Document passage:
◇ ◇ ◇
Optimization of adblock-lean

I need to retest everything with allowlist running again due to a testing mistake earlier on. I'll post the results later on.

This is handy for memory testing, and I have coreutils-sleep installed to use resolution eg 0.1 secs instead of busybox minimum 1s

minmem=$(grep MemAvailable /proc/meminfo | awk '{print $2}'); wh
ile true; do clear; memavail=$(grep MemAvailable /proc/meminfo | awk '{print $2}
'); if [ "$memavail" -lt "$minmem" ]; then minmem=$memavail; fi; echo "Current:
$memavail"; echo "Minimum: $minmem"; sleep 0.1; done

Compression enabled, no allowlist:
Total processing time inc dnsmasq restart: 1m7s
Dnsmasq restart time: 27s
Min available memory during 2nd, 3rd etc run: 253,000 kB
Available memory after dnsmasq restart: 299,000 kB

Compression disabled, no allowlist
Total processing time inc dnsmasq restart: 58s
Dnsmasq restart time: 27s
Min available memory during 2nd, 3rd etc run: 217,000 kB
Available memory after dnsmasq restart: 280,000 kB

1 Like

As you can see, huge memory savings with compression enabled, with only a small performance impact during processing.
◇ ◇ ◇
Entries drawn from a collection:
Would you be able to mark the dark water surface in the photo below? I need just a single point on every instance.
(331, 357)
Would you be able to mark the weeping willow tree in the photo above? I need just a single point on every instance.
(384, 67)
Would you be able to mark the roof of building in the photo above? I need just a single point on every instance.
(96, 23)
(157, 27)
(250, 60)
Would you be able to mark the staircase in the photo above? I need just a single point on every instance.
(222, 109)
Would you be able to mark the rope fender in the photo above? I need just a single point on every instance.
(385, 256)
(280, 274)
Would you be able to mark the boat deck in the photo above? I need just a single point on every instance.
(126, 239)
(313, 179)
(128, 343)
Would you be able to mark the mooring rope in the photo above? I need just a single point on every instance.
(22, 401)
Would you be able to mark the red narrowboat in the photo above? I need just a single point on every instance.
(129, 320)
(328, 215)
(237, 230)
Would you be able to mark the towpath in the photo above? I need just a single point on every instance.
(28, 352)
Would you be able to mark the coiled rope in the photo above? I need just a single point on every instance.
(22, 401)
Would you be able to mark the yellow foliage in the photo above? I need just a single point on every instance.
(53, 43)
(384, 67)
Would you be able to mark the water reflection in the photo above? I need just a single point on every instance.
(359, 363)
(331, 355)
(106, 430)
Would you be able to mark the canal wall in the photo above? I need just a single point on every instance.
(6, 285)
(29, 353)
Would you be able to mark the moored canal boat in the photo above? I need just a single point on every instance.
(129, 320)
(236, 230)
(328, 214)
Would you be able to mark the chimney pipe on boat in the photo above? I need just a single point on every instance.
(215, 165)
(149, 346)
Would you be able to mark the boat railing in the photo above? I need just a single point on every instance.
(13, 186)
◇ ◇ ◇
Goal 1:
In the adblock-lean post, repeat word for word the part that opens with the words containing "Optimization of adblock-lean" and closes with "results later on.".
Goal 2:
Answer these questions from the adblock-lean post:
(a) Which package is installed so that sleep can use a resolution such as 0.1 seconds?
(b) With compression enabled and no allowlist, what was the total processing time including the dnsmasq restart?
(c) With compression disabled and no allowlist, what was the minimum available memory during the 2nd, 3rd, etc. run?

Task answer 1:
Optimization of adblock-lean

I need to retest everything with allowlist running again due to a testing mistake earlier on. I'll post the results later on.

Task answer 2:
(a) coreutils-sleep
(b) 1m7s
(c) 217,000 kB